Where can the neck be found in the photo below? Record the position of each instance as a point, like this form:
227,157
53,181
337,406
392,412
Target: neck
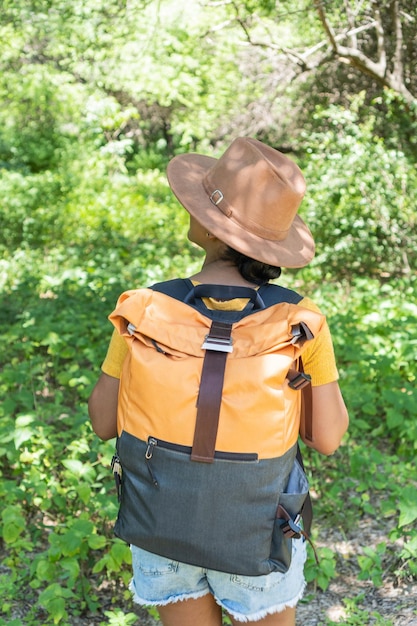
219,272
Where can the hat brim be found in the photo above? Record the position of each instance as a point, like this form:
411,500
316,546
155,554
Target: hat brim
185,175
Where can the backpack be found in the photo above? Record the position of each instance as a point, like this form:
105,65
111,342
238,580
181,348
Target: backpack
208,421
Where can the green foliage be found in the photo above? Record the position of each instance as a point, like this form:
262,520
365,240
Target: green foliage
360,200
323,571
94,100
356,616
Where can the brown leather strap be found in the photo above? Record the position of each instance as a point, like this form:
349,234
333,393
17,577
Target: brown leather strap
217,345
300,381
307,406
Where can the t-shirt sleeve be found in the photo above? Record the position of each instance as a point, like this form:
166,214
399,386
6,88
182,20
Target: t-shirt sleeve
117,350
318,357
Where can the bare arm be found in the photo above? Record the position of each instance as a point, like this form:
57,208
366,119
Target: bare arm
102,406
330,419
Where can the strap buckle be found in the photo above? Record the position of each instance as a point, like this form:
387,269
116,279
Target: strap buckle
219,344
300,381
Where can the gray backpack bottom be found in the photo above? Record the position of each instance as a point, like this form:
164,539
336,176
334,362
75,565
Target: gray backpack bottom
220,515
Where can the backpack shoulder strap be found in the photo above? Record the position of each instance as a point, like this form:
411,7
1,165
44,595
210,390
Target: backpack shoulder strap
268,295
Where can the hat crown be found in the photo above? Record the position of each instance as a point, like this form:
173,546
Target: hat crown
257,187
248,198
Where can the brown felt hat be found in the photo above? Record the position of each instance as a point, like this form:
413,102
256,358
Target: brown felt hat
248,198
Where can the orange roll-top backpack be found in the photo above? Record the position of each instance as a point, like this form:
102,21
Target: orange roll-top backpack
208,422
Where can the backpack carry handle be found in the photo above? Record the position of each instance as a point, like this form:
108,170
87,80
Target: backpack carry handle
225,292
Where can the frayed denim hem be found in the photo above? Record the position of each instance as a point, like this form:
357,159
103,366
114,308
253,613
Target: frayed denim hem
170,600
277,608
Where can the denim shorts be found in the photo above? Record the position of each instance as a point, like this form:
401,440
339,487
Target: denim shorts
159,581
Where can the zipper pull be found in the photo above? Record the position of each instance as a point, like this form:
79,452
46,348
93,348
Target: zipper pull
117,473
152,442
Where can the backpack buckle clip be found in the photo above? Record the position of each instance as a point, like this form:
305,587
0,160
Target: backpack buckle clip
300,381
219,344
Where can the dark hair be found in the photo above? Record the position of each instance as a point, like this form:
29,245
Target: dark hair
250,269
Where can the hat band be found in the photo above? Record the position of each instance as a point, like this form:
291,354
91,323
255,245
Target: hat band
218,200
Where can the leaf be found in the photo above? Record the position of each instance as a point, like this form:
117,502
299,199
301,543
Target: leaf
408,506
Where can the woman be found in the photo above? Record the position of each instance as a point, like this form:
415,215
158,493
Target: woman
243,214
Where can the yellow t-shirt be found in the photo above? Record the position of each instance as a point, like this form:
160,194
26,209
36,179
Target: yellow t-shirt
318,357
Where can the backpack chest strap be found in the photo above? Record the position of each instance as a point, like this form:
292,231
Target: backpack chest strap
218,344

EXERCISE TASK: Repeat the lines from the one holding "Where can the hat band" through the end of the material, inclusive, switching "position" to "location" and leaving everything else unchanged.

IN RESPONSE:
Where can the hat band be found in the photo above? Record the location of each instance as a point, like this form:
291,354
91,323
255,245
Target: hat band
218,200
Where can the leaf be found in the photo above? Record the location of each instance as a point, like this form:
117,502
299,199
301,543
Target: leaf
408,506
Where can the woman be found in the photo above? Record the location of each instance as a point, like this form:
415,215
158,493
Target: woman
243,214
Where can the yellow t-shirt be found in the photo above? Record the location of each instance as a point, like this form:
160,194
26,209
36,179
Target: yellow t-shirt
318,357
Where can the backpack chest strap be found in the photo above? Record the location of each instance as a point, like this form:
292,231
Target: backpack chest strap
218,344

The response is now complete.